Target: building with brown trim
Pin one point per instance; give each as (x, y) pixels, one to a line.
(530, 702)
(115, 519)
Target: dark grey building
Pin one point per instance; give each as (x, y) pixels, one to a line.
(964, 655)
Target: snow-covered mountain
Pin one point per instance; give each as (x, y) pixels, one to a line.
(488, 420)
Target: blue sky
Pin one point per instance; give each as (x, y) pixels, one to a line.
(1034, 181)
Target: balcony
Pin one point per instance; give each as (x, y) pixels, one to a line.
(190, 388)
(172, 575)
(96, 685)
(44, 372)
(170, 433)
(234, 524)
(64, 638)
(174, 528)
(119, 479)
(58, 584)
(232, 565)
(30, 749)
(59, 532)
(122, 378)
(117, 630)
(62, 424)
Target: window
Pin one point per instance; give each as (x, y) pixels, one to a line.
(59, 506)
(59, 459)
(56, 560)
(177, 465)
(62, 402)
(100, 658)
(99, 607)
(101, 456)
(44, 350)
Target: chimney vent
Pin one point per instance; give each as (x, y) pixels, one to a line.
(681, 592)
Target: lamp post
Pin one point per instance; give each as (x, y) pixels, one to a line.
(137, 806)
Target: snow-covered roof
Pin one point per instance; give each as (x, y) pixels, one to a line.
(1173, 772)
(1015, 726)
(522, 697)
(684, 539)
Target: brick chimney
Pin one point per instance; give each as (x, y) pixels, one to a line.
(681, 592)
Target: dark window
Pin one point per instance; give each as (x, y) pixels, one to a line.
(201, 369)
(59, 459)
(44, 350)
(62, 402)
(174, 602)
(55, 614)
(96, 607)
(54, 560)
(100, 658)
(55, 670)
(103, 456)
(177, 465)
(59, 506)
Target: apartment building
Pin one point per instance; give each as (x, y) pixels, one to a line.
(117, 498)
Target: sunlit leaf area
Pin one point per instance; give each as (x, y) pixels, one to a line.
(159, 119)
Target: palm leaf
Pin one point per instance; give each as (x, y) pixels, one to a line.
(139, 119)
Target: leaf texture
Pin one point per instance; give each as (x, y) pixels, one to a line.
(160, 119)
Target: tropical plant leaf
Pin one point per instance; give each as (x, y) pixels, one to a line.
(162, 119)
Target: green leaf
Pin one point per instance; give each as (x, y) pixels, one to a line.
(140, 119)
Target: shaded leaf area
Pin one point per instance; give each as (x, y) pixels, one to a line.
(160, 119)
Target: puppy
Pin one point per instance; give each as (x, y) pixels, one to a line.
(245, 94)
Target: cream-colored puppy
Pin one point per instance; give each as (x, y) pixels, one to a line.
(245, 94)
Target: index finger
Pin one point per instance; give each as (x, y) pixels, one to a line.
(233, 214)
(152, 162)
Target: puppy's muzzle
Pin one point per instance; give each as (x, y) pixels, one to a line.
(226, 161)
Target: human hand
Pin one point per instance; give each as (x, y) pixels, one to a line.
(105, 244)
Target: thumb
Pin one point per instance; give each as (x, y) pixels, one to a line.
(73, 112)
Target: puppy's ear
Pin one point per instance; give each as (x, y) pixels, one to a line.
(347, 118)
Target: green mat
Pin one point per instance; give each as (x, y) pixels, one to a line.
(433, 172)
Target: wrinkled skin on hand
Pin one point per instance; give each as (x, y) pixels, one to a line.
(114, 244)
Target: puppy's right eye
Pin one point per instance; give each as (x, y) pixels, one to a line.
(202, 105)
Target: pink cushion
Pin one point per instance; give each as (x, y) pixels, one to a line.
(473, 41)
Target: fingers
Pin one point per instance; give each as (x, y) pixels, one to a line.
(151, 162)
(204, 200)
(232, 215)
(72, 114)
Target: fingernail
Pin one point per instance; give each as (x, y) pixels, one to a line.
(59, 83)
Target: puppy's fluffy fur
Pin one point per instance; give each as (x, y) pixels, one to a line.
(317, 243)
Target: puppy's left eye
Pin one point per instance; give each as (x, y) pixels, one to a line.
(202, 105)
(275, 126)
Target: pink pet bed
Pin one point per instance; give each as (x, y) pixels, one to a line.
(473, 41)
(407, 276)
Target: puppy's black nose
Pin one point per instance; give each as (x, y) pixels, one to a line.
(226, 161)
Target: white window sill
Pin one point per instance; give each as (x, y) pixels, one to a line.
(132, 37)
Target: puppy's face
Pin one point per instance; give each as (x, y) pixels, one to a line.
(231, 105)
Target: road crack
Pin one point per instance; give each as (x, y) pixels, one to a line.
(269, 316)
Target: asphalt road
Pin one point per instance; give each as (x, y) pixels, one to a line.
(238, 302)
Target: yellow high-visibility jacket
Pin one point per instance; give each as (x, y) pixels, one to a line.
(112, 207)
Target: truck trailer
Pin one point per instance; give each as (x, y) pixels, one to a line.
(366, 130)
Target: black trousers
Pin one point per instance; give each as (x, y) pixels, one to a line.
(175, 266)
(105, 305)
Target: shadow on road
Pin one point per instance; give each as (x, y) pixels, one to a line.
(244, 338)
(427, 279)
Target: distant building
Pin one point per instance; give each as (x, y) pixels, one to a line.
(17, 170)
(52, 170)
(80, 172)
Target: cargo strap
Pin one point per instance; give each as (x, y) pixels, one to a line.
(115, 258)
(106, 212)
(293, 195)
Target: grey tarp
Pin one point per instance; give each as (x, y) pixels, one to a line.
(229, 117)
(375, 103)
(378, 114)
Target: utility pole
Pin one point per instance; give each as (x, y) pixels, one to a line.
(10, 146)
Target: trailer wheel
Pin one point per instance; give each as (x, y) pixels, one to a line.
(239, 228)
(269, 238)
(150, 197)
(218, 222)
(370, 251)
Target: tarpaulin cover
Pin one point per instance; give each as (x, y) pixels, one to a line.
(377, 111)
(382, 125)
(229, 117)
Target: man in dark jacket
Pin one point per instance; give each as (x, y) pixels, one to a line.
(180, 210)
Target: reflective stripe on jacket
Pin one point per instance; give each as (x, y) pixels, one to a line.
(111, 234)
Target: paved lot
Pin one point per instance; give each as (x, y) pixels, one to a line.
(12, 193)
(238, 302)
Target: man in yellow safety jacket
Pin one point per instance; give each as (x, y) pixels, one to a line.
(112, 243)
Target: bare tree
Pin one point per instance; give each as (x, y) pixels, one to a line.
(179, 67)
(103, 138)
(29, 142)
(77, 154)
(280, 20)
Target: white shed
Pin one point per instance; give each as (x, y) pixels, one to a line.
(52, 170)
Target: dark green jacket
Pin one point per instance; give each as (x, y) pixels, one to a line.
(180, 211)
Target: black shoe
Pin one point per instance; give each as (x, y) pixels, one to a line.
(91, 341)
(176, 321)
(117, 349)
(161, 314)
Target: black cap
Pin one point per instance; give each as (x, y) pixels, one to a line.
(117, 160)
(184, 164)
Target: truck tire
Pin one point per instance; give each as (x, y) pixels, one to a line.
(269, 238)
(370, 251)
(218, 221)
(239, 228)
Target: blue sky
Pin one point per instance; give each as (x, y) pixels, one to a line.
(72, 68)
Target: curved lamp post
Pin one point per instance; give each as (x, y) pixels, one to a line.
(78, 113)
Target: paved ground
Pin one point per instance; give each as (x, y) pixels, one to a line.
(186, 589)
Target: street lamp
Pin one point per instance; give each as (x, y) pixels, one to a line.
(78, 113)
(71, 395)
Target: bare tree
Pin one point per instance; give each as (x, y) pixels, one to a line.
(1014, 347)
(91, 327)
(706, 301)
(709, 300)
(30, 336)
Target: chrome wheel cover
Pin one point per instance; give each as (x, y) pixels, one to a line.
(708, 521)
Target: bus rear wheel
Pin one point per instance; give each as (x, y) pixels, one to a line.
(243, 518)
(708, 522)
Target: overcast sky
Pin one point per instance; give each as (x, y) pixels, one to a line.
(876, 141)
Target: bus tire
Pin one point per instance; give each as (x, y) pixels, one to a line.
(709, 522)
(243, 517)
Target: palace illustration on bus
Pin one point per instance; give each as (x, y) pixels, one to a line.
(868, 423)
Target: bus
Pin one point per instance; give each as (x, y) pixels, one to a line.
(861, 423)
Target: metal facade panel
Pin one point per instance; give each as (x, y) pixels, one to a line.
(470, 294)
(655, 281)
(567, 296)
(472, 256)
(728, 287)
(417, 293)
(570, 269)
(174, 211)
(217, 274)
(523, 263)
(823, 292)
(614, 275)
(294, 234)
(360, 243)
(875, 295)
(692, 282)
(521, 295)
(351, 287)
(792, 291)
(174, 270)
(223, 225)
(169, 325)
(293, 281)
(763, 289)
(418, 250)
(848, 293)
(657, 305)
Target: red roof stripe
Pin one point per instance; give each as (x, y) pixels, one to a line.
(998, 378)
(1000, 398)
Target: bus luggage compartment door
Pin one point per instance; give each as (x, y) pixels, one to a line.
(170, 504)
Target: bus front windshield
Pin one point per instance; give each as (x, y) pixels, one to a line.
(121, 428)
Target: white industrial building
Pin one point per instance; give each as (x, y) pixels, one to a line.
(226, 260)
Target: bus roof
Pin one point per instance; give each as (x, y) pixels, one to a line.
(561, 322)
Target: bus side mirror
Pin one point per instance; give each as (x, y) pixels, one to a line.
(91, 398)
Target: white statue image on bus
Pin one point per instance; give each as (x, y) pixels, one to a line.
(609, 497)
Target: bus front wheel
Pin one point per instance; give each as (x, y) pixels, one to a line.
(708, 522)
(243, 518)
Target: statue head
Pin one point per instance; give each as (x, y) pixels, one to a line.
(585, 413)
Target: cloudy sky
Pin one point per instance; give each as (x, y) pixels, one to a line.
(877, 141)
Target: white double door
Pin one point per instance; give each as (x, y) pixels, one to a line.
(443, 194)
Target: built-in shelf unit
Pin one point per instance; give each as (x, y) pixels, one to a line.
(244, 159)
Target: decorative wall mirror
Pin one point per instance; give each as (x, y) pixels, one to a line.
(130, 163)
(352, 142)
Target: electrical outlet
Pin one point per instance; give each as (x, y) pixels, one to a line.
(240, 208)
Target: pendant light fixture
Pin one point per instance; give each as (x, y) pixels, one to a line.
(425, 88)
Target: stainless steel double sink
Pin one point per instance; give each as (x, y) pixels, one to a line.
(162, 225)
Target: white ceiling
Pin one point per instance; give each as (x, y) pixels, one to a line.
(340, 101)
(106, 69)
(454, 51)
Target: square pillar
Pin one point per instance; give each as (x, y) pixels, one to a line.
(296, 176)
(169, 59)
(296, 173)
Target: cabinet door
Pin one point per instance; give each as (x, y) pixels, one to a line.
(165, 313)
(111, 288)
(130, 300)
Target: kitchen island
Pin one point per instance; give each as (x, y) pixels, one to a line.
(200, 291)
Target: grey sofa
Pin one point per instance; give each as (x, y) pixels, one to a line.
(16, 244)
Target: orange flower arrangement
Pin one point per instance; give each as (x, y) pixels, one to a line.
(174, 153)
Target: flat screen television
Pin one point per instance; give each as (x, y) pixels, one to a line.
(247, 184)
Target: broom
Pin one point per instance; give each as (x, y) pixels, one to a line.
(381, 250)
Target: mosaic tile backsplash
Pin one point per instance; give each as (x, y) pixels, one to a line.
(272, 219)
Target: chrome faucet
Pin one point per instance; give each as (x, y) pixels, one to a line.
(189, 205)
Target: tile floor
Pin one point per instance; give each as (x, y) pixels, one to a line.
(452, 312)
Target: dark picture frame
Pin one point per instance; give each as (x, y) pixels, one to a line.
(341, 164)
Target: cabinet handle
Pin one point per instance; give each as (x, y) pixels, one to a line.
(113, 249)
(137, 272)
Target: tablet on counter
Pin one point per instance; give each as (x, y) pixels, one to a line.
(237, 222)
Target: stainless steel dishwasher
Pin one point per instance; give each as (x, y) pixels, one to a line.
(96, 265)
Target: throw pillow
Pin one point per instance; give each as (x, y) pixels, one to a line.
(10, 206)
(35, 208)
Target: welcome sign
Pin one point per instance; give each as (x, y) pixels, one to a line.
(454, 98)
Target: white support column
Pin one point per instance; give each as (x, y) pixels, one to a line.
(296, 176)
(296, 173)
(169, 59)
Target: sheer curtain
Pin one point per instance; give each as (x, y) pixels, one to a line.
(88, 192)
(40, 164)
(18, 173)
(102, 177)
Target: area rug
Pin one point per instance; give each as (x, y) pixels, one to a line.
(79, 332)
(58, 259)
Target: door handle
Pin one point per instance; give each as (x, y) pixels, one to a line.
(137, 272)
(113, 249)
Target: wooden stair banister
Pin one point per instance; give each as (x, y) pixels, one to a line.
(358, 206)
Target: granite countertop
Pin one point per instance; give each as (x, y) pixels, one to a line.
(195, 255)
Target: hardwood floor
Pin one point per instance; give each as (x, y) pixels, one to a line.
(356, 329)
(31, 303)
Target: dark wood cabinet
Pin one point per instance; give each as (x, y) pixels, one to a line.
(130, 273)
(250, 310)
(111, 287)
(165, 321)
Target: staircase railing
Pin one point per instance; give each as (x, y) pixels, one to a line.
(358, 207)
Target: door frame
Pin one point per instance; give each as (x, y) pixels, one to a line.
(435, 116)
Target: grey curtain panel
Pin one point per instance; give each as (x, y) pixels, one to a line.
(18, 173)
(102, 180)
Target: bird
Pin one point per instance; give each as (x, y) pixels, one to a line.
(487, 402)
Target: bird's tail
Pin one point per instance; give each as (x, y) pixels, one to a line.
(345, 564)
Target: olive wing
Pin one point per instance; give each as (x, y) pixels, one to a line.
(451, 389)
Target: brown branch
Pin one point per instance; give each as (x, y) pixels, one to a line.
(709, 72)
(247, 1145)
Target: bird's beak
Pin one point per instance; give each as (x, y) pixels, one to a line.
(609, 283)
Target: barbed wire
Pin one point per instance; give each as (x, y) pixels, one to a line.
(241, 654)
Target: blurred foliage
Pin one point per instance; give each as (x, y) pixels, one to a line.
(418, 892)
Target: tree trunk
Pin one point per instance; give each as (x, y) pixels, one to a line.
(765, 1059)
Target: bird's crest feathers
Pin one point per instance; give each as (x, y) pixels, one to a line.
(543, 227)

_ _ _ _ _

### TASK:
Reproduce the listing from its first line down to the line containing "(1034, 181)", swapping "Target" for "Object" and leaving everything else as it is.

### RESULT FOR THIS TASK:
Object: building with brown trim
Pin one point per instance; give each as (x, y) pixels, one to a line.
(530, 702)
(115, 519)
Object: dark grey building
Pin one point per instance; give each as (x, y) pixels, one to a line.
(964, 655)
Object: snow-covered mountain
Pin one point per instance; give each as (x, y) pixels, one to a line.
(488, 420)
Object: blue sky
Pin one point per instance; give each as (x, y) pixels, one to a line.
(1034, 181)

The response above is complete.